■ TASK ITEM
Would you please reproduce all the entries word for word, minus the pictures?

________________

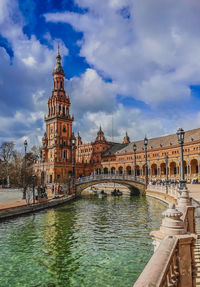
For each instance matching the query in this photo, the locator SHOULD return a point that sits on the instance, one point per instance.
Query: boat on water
(102, 194)
(116, 192)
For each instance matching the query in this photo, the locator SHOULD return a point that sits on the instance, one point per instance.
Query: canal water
(90, 242)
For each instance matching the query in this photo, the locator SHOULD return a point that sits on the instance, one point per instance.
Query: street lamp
(73, 158)
(134, 149)
(25, 149)
(73, 139)
(34, 177)
(41, 160)
(166, 166)
(180, 134)
(146, 167)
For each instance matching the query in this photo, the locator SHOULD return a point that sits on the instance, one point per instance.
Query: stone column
(172, 224)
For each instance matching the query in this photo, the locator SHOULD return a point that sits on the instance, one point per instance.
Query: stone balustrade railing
(172, 190)
(99, 177)
(172, 263)
(162, 269)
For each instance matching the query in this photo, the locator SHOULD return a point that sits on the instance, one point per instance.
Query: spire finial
(58, 49)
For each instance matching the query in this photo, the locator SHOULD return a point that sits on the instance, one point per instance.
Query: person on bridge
(52, 189)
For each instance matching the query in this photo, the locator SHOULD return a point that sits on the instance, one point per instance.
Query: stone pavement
(194, 191)
(16, 203)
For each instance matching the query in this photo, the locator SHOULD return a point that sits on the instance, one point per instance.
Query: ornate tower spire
(126, 139)
(58, 68)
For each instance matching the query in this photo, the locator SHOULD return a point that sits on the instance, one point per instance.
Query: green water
(89, 243)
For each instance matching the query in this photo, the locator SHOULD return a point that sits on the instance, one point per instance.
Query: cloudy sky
(136, 63)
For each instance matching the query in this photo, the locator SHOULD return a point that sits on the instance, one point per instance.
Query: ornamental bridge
(136, 185)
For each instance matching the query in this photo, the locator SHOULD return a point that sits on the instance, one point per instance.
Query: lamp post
(34, 183)
(184, 198)
(180, 134)
(146, 166)
(134, 149)
(25, 149)
(166, 166)
(41, 160)
(73, 139)
(73, 158)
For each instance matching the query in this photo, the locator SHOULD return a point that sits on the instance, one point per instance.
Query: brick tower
(57, 147)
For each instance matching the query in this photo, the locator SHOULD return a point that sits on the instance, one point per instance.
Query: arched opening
(137, 170)
(128, 170)
(194, 166)
(172, 169)
(143, 169)
(120, 169)
(98, 171)
(163, 169)
(154, 169)
(185, 167)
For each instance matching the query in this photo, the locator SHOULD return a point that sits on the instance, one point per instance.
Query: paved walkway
(7, 194)
(194, 191)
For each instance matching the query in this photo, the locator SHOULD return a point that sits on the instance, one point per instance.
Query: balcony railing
(162, 270)
(99, 177)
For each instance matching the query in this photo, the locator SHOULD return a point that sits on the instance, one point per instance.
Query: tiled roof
(114, 148)
(155, 143)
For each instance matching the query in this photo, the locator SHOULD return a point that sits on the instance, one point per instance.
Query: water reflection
(89, 242)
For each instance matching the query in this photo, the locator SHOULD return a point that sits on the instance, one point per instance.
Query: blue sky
(137, 62)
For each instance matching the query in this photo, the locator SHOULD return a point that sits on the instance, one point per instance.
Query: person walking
(28, 196)
(52, 189)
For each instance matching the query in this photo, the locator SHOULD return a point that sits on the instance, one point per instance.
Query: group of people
(57, 189)
(35, 194)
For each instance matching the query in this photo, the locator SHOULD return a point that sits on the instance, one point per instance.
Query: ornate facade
(56, 163)
(102, 155)
(119, 158)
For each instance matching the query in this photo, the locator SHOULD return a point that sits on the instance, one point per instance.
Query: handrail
(110, 177)
(162, 269)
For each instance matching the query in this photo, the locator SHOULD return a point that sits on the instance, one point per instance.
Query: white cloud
(151, 50)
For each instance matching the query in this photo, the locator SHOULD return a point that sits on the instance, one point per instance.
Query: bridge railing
(172, 190)
(99, 177)
(162, 269)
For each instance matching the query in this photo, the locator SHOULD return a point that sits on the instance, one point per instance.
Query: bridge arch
(128, 170)
(135, 187)
(154, 169)
(172, 166)
(194, 166)
(120, 170)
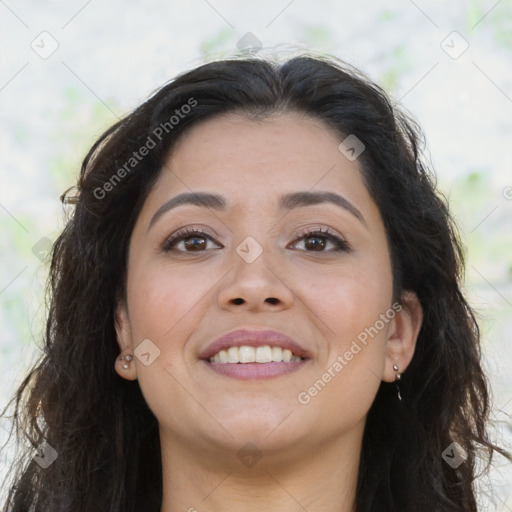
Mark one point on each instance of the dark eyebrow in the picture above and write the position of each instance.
(286, 202)
(299, 199)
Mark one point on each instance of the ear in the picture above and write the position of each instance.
(124, 340)
(403, 333)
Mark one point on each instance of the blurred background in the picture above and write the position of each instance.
(71, 69)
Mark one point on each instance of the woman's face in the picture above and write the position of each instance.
(254, 266)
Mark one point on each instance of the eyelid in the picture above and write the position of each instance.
(321, 231)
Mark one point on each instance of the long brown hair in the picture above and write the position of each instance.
(99, 424)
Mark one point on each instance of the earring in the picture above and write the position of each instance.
(397, 381)
(128, 358)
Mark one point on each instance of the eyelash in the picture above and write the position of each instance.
(340, 243)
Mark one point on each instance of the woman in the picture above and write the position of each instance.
(256, 305)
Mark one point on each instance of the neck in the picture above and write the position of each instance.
(314, 478)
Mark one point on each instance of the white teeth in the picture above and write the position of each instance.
(264, 354)
(246, 354)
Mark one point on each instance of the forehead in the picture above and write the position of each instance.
(242, 156)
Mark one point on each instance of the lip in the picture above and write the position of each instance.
(254, 338)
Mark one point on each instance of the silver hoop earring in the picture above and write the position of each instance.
(397, 381)
(128, 358)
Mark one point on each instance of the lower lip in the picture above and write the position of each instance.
(255, 371)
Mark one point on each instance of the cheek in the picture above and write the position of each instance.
(163, 300)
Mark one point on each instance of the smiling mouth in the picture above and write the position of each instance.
(260, 355)
(255, 363)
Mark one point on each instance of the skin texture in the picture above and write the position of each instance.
(182, 301)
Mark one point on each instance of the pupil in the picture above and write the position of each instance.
(315, 245)
(191, 245)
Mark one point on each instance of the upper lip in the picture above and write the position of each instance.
(254, 338)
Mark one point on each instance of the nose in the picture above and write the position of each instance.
(255, 285)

________________

■ ANSWER TO THIS TASK
For each instance matching the query in this photo, the locator SHOULD return a point that sits on the instance, one point per instance.
Query: boat on water
(102, 194)
(116, 192)
For each instance matching the query in this photo, the locator SHOULD return a point that sits on the instance, one point per instance.
Query: canal water
(90, 242)
For each instance matching the query in this photo, the locator SHOULD return a point that sits on the instance, one point per instance.
Query: street lamp
(73, 158)
(134, 149)
(25, 149)
(73, 139)
(34, 177)
(41, 160)
(166, 166)
(180, 134)
(146, 167)
For each instance matching the query in this photo, the locator SHOULD return a point that sits on the instance, one point per instance.
Query: stone column
(172, 224)
For each instance matching the query in this photo, the locator SHOULD return a point that sits on the instance, one point per instance.
Query: stone balustrade railing
(172, 190)
(99, 177)
(172, 263)
(162, 269)
For each instance matching the query in this photo, the locator SHOULD return a point that sits on the instance, one point per instance.
Query: spire finial
(58, 49)
For each instance matching the query in this photo, the locator SHOULD return a point that sits on the instance, one point per instance.
Query: person on bridge
(52, 189)
For each instance matching the query in this photo, the locator SHOULD return a point that sits on the instance, one point per instance.
Query: stone pavement
(194, 191)
(16, 203)
For each instance matching the query in this photo, the locator SHOULD return a point that sits on the instance, one point per instance.
Query: ornate tower spire
(126, 139)
(58, 68)
For each instance matching the query in this photo, the locator SHOULD return a point that sits on the instance, one point per instance.
Query: green water
(89, 243)
For each instance matching the query in this photo, the locator SHOULD return a point that sits on the instance, one point per instance.
Query: cloudy sky
(136, 63)
For each instance matching the query in this photo, the locator SHOULD return a point that sits on the instance, one point per instance.
Query: ornamental bridge
(136, 185)
For each instance matching the query in this photo, the locator SHOULD return a point that sits on the instance, one point per instance.
Query: lamp post
(34, 183)
(184, 198)
(180, 134)
(146, 166)
(134, 149)
(25, 149)
(166, 166)
(41, 160)
(73, 139)
(73, 158)
For each instance matching the query in this photo, the locator SHOULD return a point that sits on the instance, one point per instance.
Query: brick tower
(57, 147)
For each instance matching the query in this photo, the locator SHOULD return a point that sits on the instance, one point per instance.
Query: arched opening
(137, 170)
(128, 170)
(194, 166)
(172, 169)
(143, 169)
(120, 169)
(98, 171)
(163, 169)
(154, 169)
(185, 167)
For each instance matching the query in this photo, the locator SHOULD return a point that sits on the instance, one point per instance.
Query: paved walkway
(7, 194)
(194, 191)
For each instance matching the query in this photo, the locator SHOULD return a point that sits on the instance, one point per instance.
Query: balcony railing
(162, 270)
(99, 177)
For each instance matching the query in this photo, the locator SHOULD return a point that sits on the instance, one point per instance.
Query: tiled roof
(114, 148)
(155, 143)
For each instance matching the query in this photo, the locator SHOULD return a point that sits on the instance, one point per instance.
Query: water reflection
(89, 242)
For each instance matching the query in this photo, the locator SHOULD return a point that sits on the instance, one point per instance.
Query: blue sky
(137, 62)
For each instance matching the query in this photo, the locator SHOULD return a point that sits on the instance, one point per instance.
Query: person walking
(28, 196)
(52, 189)
For each instance matching the query in this photo, the locator SHOULD return a point that sits on the instance, one point per instance.
Query: group of people
(57, 189)
(35, 194)
For each instance matching the query in this photo, the locator SHOULD return a point that sits on the instance, one point per instance.
Query: ornate facade
(56, 163)
(102, 155)
(119, 158)
For each instance matching the query in this photo, the locator SHOULD return a point that sits on the instance, one point per instance.
Query: handrail
(110, 177)
(162, 269)
For each instance matching the query in this photo, the locator SHOULD return a point that sits on the instance, one point per instance.
Query: white cloud
(151, 50)
For each instance matching the query in this photo, the locator SHOULD return a point that sits on the instance, one point per instance.
Query: bridge railing
(172, 190)
(99, 177)
(162, 269)
For each instance matching the query in this photo, the locator SHOULD return a point that sits on the instance, one point per instance.
Query: bridge arch
(128, 170)
(135, 187)
(154, 169)
(172, 166)
(194, 166)
(120, 170)
Mark one point on each instance of the dark eyebrow in the picture above and write the position of each instance.
(286, 202)
(299, 199)
Mark one point on each instance of the ear in the picture above and write the position of each instance.
(124, 340)
(403, 333)
Mark one point on each instance of the blurred background in the picture above and write the position of each instance.
(71, 69)
Mark one point on each instance of the woman's face in the picture above and write the position of each instance.
(254, 266)
Mark one point on each instance of the eyelid in the picture above and write the position of each instance.
(321, 231)
Mark one point on each instance of the long brown hair in the picture above and write the position of each instance.
(99, 424)
Mark one point on each instance of the earring in the picture above and write the position of each instance.
(397, 381)
(128, 358)
Mark one point on each instance of the eyelash in the picture above and write the position of each instance.
(340, 243)
Mark one point on each instance of the woman in the picture above and write the position of each instance.
(256, 305)
Mark one point on each instance of the neck in the picture above and write the position of each instance.
(314, 478)
Mark one point on each instance of the white teeth in the picture above and write the position of each instance.
(264, 354)
(246, 354)
Mark one point on each instance of the forehead in the picture above and write the position of each instance.
(242, 156)
Mark one point on each instance of the lip in the picture above and write the position of each instance.
(254, 338)
Mark one point on each instance of the silver hoop earring in the picture above and write the position of each instance.
(397, 381)
(128, 358)
Mark one point on each instance of the lower lip in the picture above and write the position of each instance.
(255, 371)
Mark one point on each instance of the cheek in the picture above and write the position of each instance.
(163, 300)
Mark one point on each instance of the smiling mouth in the picture above and write the position of each instance.
(260, 355)
(255, 363)
Mark one point on each instance of the skin texture in the picture above and write the position of each instance.
(182, 301)
Mark one point on each instance of the pupil in the picture above and write the position of each instance.
(315, 245)
(191, 245)
Mark one point on each instance of the upper lip in the picture above and write the position of each instance.
(254, 338)
Mark one point on each instance of the nose in the picture above and write the position of each instance.
(255, 285)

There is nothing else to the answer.